Copy all records verbatim.

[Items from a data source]

++++++++

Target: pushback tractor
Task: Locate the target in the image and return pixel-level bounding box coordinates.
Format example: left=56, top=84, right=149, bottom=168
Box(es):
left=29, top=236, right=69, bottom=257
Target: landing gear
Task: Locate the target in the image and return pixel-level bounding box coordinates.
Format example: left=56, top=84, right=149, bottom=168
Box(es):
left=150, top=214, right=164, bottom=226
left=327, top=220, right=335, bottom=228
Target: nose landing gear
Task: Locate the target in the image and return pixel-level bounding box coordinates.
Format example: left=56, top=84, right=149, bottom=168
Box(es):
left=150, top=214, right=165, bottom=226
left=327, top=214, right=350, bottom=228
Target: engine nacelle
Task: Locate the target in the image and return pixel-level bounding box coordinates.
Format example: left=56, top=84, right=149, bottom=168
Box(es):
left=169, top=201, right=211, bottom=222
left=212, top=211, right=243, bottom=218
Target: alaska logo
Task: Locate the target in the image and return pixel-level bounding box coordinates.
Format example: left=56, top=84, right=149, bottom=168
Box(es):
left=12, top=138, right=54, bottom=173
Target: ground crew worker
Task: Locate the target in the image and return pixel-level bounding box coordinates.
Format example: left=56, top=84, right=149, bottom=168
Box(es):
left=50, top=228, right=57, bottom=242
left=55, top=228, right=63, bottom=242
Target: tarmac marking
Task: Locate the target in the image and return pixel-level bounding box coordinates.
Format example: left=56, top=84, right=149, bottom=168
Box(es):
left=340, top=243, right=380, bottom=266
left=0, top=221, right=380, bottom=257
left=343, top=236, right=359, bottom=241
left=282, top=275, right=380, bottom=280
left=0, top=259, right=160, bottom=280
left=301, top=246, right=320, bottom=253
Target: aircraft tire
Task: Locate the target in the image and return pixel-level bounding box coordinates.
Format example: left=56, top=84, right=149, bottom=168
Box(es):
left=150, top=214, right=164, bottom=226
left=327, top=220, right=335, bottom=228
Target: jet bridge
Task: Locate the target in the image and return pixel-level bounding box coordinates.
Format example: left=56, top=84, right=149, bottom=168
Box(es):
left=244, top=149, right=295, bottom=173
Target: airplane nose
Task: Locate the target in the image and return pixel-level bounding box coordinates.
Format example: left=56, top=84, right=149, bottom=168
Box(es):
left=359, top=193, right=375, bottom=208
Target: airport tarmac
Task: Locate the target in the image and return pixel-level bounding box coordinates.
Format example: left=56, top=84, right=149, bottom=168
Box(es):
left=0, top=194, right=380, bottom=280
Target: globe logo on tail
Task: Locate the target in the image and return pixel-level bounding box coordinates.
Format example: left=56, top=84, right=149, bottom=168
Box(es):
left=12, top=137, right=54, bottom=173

++++++++

Answer to the problem:
Target: pushback tractor
Task: Locate the target in the image and return pixel-level bounding box coordinates.
Format example: left=56, top=84, right=149, bottom=168
Box(es):
left=29, top=236, right=69, bottom=257
Target: landing gear
Task: Locate the target in the image and return pixel-level bounding box coordinates.
Format example: left=56, top=84, right=149, bottom=168
Box(es):
left=150, top=214, right=164, bottom=226
left=327, top=220, right=335, bottom=228
Target: nose landing gear
Task: Locate the target in the image and return pixel-level bounding box coordinates.
Format example: left=56, top=84, right=149, bottom=168
Box(es):
left=150, top=214, right=165, bottom=226
left=327, top=214, right=350, bottom=228
Target: engine nacelle
Task: Locate the target in the image and return pixel-level bounding box coordinates.
Format example: left=56, top=84, right=149, bottom=168
Box(es):
left=169, top=201, right=211, bottom=222
left=212, top=211, right=243, bottom=218
Target: alaska logo
Task: Locate the target in the image and return pixel-level bounding box coordinates.
Format example: left=56, top=84, right=149, bottom=168
Box(es):
left=12, top=138, right=54, bottom=173
Target: ground crew worker
Task: Locate the target in the image and return pixel-level bounding box coordinates.
Format example: left=56, top=84, right=149, bottom=168
Box(es):
left=50, top=228, right=57, bottom=242
left=55, top=228, right=63, bottom=242
Target: tarmac marking
Task: Locate the target in the image and return pixel-level bounding box coordinates.
Format example: left=56, top=84, right=149, bottom=168
Box(es):
left=340, top=243, right=380, bottom=266
left=0, top=221, right=380, bottom=257
left=343, top=236, right=359, bottom=241
left=282, top=275, right=380, bottom=280
left=0, top=259, right=160, bottom=280
left=301, top=246, right=320, bottom=253
Target: aircraft tire
Task: Locate the target in the image and return pixel-level bounding box coordinates.
Format example: left=56, top=84, right=149, bottom=168
Box(es):
left=150, top=214, right=164, bottom=226
left=327, top=220, right=335, bottom=228
Target: jet bridge
Task: Locate the target in the image and return pixel-level bounding box coordinates.
Format example: left=56, top=84, right=149, bottom=168
Box(es):
left=244, top=149, right=295, bottom=173
Target: airplane nose
Task: Locate the target in the image and return pixel-level bounding box coordinates.
Format example: left=56, top=84, right=149, bottom=168
Box(es):
left=359, top=193, right=375, bottom=208
Target: airport tarmac
Task: Locate the target in the image and return pixel-level bounding box coordinates.
Format example: left=56, top=84, right=149, bottom=168
Box(es):
left=0, top=194, right=380, bottom=280
Target: globe logo on tail
Task: Locate the target in the image and return pixel-level bounding box coordinates.
Format example: left=56, top=84, right=149, bottom=168
Box(es):
left=12, top=137, right=54, bottom=173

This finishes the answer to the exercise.